GIVEN REQUEST
The lines to extract begin at the one containing "pallu as a single point per instance." and run to the end of the listing; set them down exactly and alone.

MATERIAL FOR THE TASK
----------------------------------------

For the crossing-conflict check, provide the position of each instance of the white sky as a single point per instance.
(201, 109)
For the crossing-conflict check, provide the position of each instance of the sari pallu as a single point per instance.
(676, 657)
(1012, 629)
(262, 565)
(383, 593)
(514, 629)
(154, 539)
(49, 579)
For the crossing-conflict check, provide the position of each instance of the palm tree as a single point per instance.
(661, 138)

----------------------------------------

TASK OUTPUT
For the crossing-conflict check, provide the position of each instance of the sari pallu as a single point per instance.
(676, 657)
(1012, 629)
(262, 565)
(383, 593)
(514, 629)
(154, 539)
(49, 579)
For the crossing-conflict check, provide the position of each instance of the palm tree as a single point per instance.
(661, 138)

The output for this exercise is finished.